Sundown. Allen comes up. We’re happy. As a beta-min, the route played out well. We knew where it went, but not how it went. The route name fit: a stupid move on the first pitch would mean the last sandwich. Protection was uncertain, scanty, secretive. The back-off sling was an appropriate omen. The vanishing day gave us some urgency. The climbing was difficult, or fairly difficult, or pretty difficult. Maybe we did the first ascent of the direct finish pitch. We'll probably never know. All in all, Last Sandwich was a good beta-min.

We’re quiet on the way down. I’m wondering how and why my thirty years of climbing have led me to this beta-min. I love moving on rock with the unknown. There’s joy in being tricked and surprised, then tricking and surprising the rock right back, and talking and bantering about it all with a like-minded partner. Maybe there’s no mystery in the satisfaction of a beta-min. It’s part of the same quirky pleasure I’ve always felt for climbing.

Fiery high clouds cut across to the west. The ground and the trees are enveloped in a gathering haze. I let down as we go along. For several minutes, I’m thinking all this clawing around stone really doesn’t mean a damn next to the spinning earth and star-shot sky. Then, the quirk is back:

“Say, Allen, what if we threw away our guidebooks?”

—————

▸ GIVEN INSTRUCTION A
Put the entries, starting at the first one and ending at the line that contains "(1013, 328)", into a numbered list, leaving out any blank lines.
The climbing essay and the entries that come next are unrelated material.

(Dataset entries)
—————

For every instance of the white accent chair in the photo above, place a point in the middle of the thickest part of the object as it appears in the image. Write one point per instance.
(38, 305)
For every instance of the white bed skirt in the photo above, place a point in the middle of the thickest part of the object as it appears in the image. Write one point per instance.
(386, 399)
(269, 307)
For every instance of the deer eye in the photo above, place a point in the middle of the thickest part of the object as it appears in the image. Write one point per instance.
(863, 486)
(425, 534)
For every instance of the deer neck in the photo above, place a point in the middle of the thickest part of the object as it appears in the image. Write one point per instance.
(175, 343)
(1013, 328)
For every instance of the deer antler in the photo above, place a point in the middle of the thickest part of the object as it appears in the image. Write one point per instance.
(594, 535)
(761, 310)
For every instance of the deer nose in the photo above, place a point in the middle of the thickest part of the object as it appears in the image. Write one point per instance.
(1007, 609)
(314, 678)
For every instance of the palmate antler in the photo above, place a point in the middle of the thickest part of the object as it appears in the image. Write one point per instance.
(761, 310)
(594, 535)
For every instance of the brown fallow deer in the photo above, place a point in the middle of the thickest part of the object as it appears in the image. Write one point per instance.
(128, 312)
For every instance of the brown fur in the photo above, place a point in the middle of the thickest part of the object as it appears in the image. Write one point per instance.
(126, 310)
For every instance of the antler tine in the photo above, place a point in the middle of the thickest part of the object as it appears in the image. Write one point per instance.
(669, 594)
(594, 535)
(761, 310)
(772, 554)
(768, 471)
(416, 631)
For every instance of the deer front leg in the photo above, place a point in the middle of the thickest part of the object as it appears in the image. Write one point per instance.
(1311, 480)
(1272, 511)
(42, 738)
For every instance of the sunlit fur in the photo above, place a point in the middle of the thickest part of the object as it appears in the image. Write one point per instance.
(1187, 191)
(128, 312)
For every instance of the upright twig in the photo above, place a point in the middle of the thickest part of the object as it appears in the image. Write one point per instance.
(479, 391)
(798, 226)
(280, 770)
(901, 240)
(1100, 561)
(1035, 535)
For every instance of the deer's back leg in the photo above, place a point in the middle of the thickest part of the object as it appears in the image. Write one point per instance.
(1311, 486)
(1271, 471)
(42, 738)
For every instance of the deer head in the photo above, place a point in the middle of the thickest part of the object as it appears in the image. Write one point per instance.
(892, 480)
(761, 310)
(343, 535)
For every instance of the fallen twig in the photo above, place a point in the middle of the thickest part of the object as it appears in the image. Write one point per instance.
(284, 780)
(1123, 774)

—————

▸ GIVEN INSTRUCTION B
Write out the climbing essay starting at "Sundown. Allen comes" and ending at "a good beta-min.", switching "omen" to "sign".

▸ WRITTEN RESPONSE A
1. For every instance of the white accent chair in the photo above, place a point in the middle of the thickest part of the object as it appears in the image. Write one point per instance.
2. (38, 305)
3. For every instance of the white bed skirt in the photo above, place a point in the middle of the thickest part of the object as it appears in the image. Write one point per instance.
4. (386, 399)
5. (269, 307)
6. For every instance of the deer eye in the photo above, place a point in the middle of the thickest part of the object as it appears in the image. Write one point per instance.
7. (863, 486)
8. (425, 534)
9. For every instance of the deer neck in the photo above, place a point in the middle of the thickest part of the object as it appears in the image. Write one point per instance.
10. (175, 343)
11. (1013, 328)

▸ WRITTEN RESPONSE B
Sundown. Allen comes up. We’re happy. As a beta-min, the route played out well. We knew where it went, but not how it went. The route name fit: a stupid move on the first pitch would mean the last sandwich. Protection was uncertain, scanty, secretive. The back-off sling was an appropriate sign. The vanishing day gave us some urgency. The climbing was difficult, or fairly difficult, or pretty difficult. Maybe we did the first ascent of the direct finish pitch. We'll probably never know. All in all, Last Sandwich was a good beta-min.